WHAT TO DO
In the sediment core account, how far below the seafloor was the sediment in the first core that reached the processing lab?

DOCUMENT SECTION
Cutting Core, Seeing Signposts

Close up of a scientists slicing into segments of core like a cake. The core is in cylindrical chunks a few inches tall and is dark grey.
Slicing sediment cores. Credit: Jackson School
Editors Note: Scientists from the UT Jackson School of Geosciences and partner universities are in the Gulf of Mexico on a mission funded by the Department of Energy to sample and study methane hydrate, a difficult to reach and poorly understood substance with potentially wide-ranging effects on the planet’s environment, climate and energy resources. Led by Jackson School Professor Peter Flemings, the scientific team includes researchers from the U.S. Geological Survey, Ohio State University, the University of Washington, Oregon State University, the University of New Hampshire, the Colorado School of Mines and Tufts University. Jackson School Science Writer Monica Kortsha and videographer Drew Ott joined the team to document the work and tell the story. Follow the expedition here.

By Monica Kortsha

Earlier this week, I watched a core sample slide into the processing lab for the first time, the drill crew pushing it through a hole cut into the side of the shipping container that houses the lab.

Surrounded by a clear plastic tube, the core offered a first look at sediment about 200 feet below the seafloor. The core was made up of gray clay interspersed with random cracks and gaps. These gaps didn’t exist under the seafloor, but were formed as methane gas rapidly exited the sediments on the core’s journey from the depths to the drilling deck floor.

Img 5287
Camila Van Der Maal, a first year student at the Jackson School of Geosciences, prepares a sediment core in the core analysis lab. Credit: Jackson School

The scientists didn’t see any signs of methane hydrate in this samples – nor were they expecting to at this point in the subsurface. Although the temperatures are low enough and the pressures are high enough for hydrate to form, there’s likely not a high enough concentration of the gas present, nor space for the hydrate to form among the tightly packed clay particles.

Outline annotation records
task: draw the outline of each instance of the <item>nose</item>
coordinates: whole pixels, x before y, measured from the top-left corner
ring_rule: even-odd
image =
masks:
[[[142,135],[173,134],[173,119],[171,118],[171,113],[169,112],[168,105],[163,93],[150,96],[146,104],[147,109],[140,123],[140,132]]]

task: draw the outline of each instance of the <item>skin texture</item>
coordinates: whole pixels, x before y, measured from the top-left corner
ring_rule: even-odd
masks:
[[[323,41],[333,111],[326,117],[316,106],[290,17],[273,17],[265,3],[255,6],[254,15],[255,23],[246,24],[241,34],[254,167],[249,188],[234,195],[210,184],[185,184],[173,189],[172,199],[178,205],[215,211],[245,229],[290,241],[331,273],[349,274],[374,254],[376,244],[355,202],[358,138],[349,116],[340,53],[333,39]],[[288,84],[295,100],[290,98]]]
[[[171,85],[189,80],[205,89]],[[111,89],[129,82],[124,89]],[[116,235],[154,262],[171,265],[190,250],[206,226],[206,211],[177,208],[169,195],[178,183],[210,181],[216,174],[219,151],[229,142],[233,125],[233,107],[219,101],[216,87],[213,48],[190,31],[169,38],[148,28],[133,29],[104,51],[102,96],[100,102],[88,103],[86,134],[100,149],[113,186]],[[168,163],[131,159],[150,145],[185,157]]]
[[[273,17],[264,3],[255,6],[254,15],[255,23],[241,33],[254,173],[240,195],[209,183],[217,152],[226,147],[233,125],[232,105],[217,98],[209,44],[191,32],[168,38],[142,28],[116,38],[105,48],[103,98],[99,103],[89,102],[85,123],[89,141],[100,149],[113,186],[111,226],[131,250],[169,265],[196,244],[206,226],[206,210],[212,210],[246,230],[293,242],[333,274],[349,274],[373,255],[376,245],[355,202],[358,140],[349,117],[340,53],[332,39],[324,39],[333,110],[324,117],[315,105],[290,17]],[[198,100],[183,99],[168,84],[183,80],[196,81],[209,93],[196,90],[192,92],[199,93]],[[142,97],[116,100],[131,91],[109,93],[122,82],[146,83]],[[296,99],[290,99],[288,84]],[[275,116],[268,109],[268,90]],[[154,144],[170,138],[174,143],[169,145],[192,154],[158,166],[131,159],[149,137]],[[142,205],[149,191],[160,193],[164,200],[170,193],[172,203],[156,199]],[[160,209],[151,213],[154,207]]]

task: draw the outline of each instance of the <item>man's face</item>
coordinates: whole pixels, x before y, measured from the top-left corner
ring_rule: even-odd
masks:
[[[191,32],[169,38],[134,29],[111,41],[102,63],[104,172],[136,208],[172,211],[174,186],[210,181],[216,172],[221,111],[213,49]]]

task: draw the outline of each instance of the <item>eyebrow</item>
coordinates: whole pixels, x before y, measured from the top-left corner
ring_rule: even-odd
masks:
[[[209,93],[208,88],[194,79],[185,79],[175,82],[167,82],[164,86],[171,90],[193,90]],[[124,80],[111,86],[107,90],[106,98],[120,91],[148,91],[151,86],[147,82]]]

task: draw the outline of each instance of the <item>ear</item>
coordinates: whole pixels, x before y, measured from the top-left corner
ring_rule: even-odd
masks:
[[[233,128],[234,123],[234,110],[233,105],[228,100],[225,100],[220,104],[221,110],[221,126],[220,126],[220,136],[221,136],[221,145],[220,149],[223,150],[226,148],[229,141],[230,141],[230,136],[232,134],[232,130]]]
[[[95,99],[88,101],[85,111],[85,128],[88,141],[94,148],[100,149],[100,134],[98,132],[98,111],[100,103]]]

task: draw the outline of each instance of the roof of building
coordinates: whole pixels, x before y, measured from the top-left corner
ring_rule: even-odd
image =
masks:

WRITTEN ANSWER
About 200 feet below the seafloor.